(Dataset entries)
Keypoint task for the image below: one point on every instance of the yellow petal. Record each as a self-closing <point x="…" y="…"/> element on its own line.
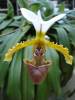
<point x="62" y="50"/>
<point x="9" y="54"/>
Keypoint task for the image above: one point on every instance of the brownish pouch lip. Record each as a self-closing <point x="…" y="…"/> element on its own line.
<point x="37" y="74"/>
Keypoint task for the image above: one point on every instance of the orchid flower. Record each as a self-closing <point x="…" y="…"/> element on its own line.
<point x="39" y="41"/>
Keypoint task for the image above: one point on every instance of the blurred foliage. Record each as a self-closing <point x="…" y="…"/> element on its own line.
<point x="14" y="77"/>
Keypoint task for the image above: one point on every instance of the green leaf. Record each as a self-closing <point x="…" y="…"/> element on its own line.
<point x="71" y="33"/>
<point x="10" y="12"/>
<point x="27" y="85"/>
<point x="23" y="3"/>
<point x="52" y="81"/>
<point x="4" y="66"/>
<point x="4" y="24"/>
<point x="2" y="17"/>
<point x="63" y="37"/>
<point x="14" y="79"/>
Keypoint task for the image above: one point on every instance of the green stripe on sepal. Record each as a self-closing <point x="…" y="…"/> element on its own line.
<point x="27" y="84"/>
<point x="14" y="79"/>
<point x="63" y="37"/>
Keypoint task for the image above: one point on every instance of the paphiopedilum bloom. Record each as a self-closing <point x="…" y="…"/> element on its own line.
<point x="38" y="67"/>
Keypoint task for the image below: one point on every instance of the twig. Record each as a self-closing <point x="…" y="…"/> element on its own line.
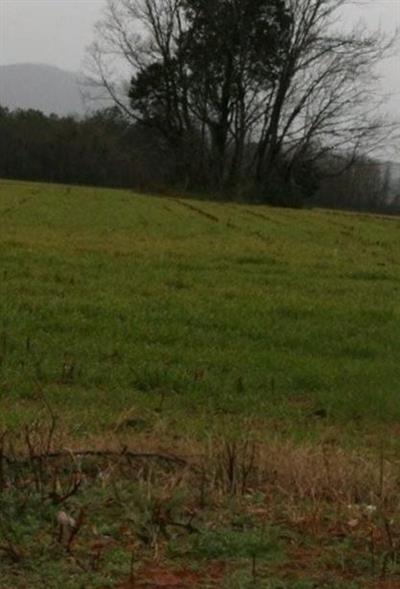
<point x="96" y="454"/>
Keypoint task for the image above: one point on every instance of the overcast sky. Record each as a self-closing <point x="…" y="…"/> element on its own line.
<point x="57" y="32"/>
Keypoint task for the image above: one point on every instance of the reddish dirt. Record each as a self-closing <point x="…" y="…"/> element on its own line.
<point x="161" y="577"/>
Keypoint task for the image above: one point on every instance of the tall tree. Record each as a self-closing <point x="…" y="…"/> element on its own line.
<point x="243" y="90"/>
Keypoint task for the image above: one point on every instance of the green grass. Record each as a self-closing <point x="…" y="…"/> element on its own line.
<point x="169" y="319"/>
<point x="111" y="300"/>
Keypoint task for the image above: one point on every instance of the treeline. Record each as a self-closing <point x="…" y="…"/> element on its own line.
<point x="97" y="150"/>
<point x="102" y="150"/>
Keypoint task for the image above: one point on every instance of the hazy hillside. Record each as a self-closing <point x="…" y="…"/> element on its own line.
<point x="43" y="87"/>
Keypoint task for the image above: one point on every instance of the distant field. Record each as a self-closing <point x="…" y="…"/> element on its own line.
<point x="111" y="300"/>
<point x="233" y="375"/>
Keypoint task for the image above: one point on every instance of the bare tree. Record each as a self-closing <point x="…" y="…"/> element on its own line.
<point x="262" y="89"/>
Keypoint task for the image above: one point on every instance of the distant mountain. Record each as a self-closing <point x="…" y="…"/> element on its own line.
<point x="41" y="87"/>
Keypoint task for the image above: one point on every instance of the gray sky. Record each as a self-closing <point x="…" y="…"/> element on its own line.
<point x="57" y="32"/>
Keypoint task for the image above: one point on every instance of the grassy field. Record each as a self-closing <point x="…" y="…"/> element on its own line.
<point x="202" y="329"/>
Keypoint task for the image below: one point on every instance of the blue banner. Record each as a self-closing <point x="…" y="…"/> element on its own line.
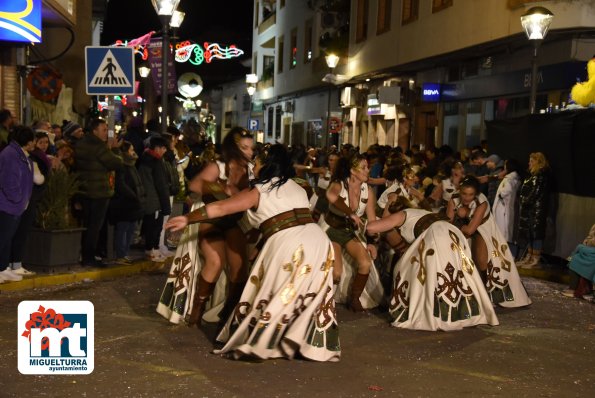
<point x="20" y="20"/>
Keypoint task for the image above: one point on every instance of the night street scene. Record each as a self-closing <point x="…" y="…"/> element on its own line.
<point x="301" y="198"/>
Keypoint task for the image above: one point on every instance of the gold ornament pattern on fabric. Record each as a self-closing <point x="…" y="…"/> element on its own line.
<point x="399" y="297"/>
<point x="499" y="252"/>
<point x="451" y="284"/>
<point x="326" y="313"/>
<point x="299" y="269"/>
<point x="181" y="273"/>
<point x="256" y="279"/>
<point x="422" y="273"/>
<point x="259" y="307"/>
<point x="468" y="264"/>
<point x="494" y="279"/>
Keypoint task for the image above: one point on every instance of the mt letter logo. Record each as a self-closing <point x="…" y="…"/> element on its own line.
<point x="56" y="337"/>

Your task: Restate each entry word for word, please, but drop any images it holds.

Result:
Keypoint task for the image below: one point on every instance of the yellow petal. Record each as a self-closing <point x="…" y="…"/> element on its own line.
<point x="62" y="50"/>
<point x="9" y="54"/>
Keypoint task for the image above: one point on every instance of the brownish pouch lip. Record each as a self-closing <point x="…" y="…"/> element on its own line.
<point x="37" y="74"/>
Keypoint task for the image above: one point on every instance of the orchid flower. Record each as a self-closing <point x="…" y="…"/> element on its own line.
<point x="39" y="41"/>
Keypoint task for the image above: one point on every instance of the blurred foliage. Record each as a self-closing <point x="…" y="…"/> element on its own line.
<point x="14" y="77"/>
Keypoint task for the image above: one point on every instance of the green leaf. Record each as a self-closing <point x="…" y="…"/> element on its own line.
<point x="71" y="33"/>
<point x="10" y="12"/>
<point x="27" y="85"/>
<point x="23" y="3"/>
<point x="52" y="81"/>
<point x="4" y="66"/>
<point x="4" y="24"/>
<point x="2" y="17"/>
<point x="63" y="37"/>
<point x="14" y="79"/>
Keypoint task for the image above: one point on every instance of the green stripe on sepal. Record each as a self-closing <point x="…" y="…"/> element on its own line.
<point x="27" y="84"/>
<point x="14" y="79"/>
<point x="63" y="37"/>
Keypoint task for the image above: one point on every instance of the paphiopedilum bloom. Record each as a self-closing <point x="…" y="…"/> element on its own line.
<point x="38" y="67"/>
Keypoint task for the image below: one point on every instance of the twig. Record each as a self-closing <point x="…" y="…"/> element on its own line.
<point x="96" y="454"/>
Keypoint task for the image above: one point on every instance of the overcast sky. Record each as a self-closing <point x="…" y="…"/> element on its own line.
<point x="57" y="32"/>
Keypoint task for the image above: one point on every instance of the reddish dirt. Record each as a self-closing <point x="…" y="…"/> element on its own line.
<point x="161" y="577"/>
Keypoint task for the image above: one point on every instance of the tall tree. Record each as a self-closing <point x="…" y="…"/> element on its own line.
<point x="243" y="90"/>
Keypoint task for the image above: one point on every instance of the green grass. Record each as a self-closing <point x="…" y="…"/> element on its own line.
<point x="169" y="319"/>
<point x="111" y="300"/>
Keypoint task for the image above: one point on every instance of the treeline. Record each as a self-closing <point x="…" y="…"/> element on its own line.
<point x="97" y="150"/>
<point x="102" y="150"/>
Keypoint task for the image above: one point on every instance of the hazy hillside. Record each as a self-closing <point x="…" y="…"/> element on its own line.
<point x="43" y="87"/>
Keypoint task for the image above: one point on every instance of the distant field. Record each as a self-closing <point x="…" y="…"/> element on its own line.
<point x="111" y="300"/>
<point x="233" y="375"/>
Keypoint task for the image above: one point on every instance of the bare tree. Record each as a self-closing <point x="…" y="…"/> element on its own line.
<point x="262" y="89"/>
Keypoint task for the image above: one point on every instance of the distant mountain. Record each as a self-closing <point x="…" y="…"/> element on its own line.
<point x="41" y="87"/>
Keypoint task for the image above: one point on every instance of the gray sky. Record each as a self-closing <point x="…" y="…"/> element on its own line.
<point x="57" y="32"/>
Keypoint task for the image above: one point on every instance of the grassy field. Record each as a self-closing <point x="…" y="…"/> element on its own line.
<point x="202" y="329"/>
Keypoint task for the image below: one point on every instance of the blue banner. Record each as a self-closing <point x="…" y="…"/> element on its own line.
<point x="20" y="20"/>
Keypoint task for the image above: one point on every instance of the night street scene. Record each as a self-closing <point x="…" y="…"/> element on its own line.
<point x="301" y="198"/>
Keypoint task for the image above: one point on every instance of the gold ornament pattern on fabric. Record each as a self-closing <point x="…" y="…"/> element on its own line.
<point x="399" y="297"/>
<point x="499" y="252"/>
<point x="451" y="284"/>
<point x="326" y="313"/>
<point x="299" y="269"/>
<point x="181" y="273"/>
<point x="256" y="279"/>
<point x="422" y="273"/>
<point x="259" y="307"/>
<point x="468" y="264"/>
<point x="494" y="279"/>
Keypoint task for the image above: one point on every instance of the mt letter logo. Record each as a self-closing <point x="…" y="…"/> element on its own line.
<point x="56" y="337"/>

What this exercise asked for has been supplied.